Problem details :: Count the lines in the data below that contain the word "instance", treating uppercase and lowercase as different. Reply with the number only.

Exercise data ::
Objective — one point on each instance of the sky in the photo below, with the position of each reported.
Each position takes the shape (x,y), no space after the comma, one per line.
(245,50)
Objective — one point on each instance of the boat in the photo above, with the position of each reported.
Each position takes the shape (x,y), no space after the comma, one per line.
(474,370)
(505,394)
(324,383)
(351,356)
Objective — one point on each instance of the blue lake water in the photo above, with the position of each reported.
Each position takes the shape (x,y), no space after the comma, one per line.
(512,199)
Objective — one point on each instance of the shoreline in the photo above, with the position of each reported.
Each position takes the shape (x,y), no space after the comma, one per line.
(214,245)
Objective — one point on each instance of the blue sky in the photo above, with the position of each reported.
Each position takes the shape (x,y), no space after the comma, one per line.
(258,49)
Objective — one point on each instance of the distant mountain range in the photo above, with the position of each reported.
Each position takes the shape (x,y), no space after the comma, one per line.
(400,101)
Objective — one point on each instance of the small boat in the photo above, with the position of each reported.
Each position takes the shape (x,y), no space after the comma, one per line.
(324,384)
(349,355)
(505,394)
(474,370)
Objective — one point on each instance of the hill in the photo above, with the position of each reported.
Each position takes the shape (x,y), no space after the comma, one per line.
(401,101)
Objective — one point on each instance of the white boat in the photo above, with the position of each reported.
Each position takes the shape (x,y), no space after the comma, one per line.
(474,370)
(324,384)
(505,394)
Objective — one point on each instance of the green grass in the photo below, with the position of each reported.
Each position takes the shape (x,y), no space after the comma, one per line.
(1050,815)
==
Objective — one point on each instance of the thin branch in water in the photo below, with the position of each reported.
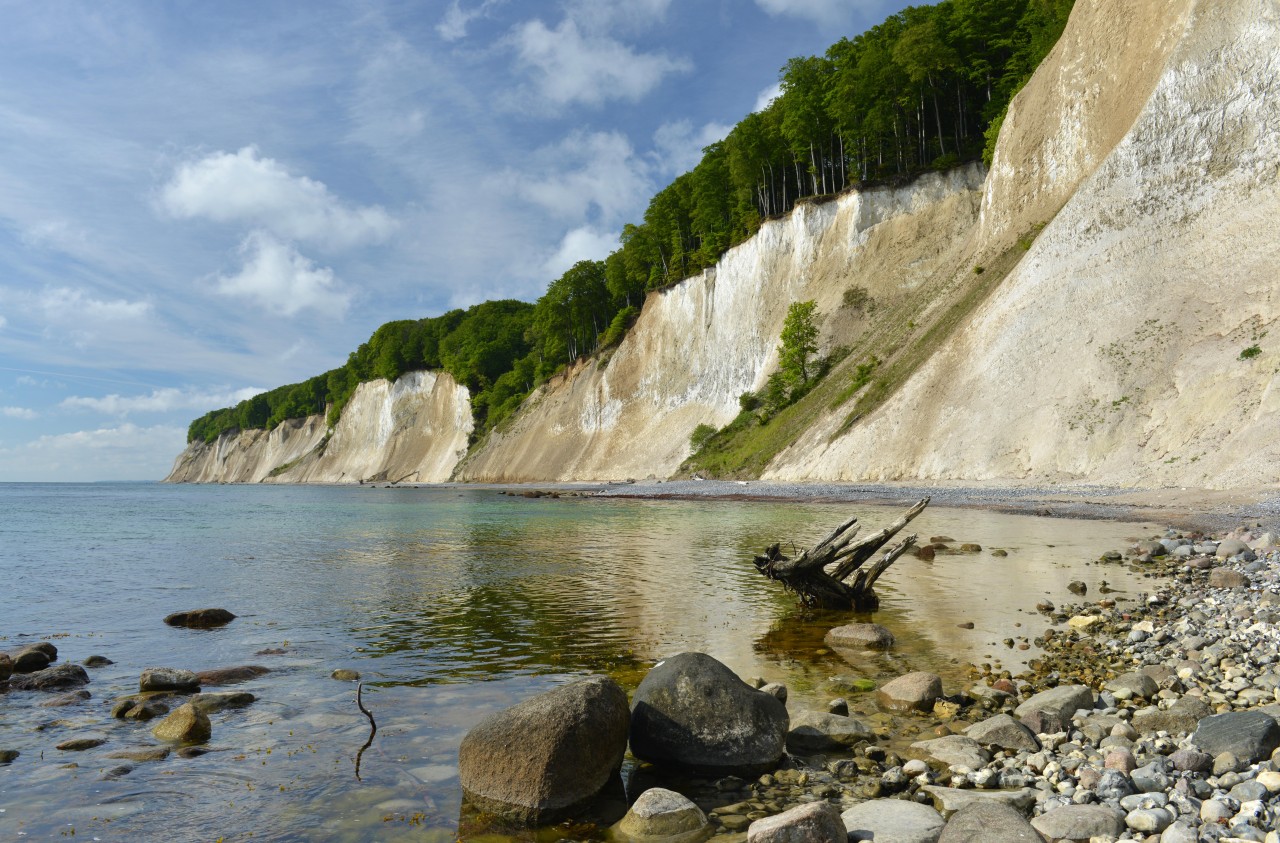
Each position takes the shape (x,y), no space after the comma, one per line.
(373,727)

Answer for this exercise :: 11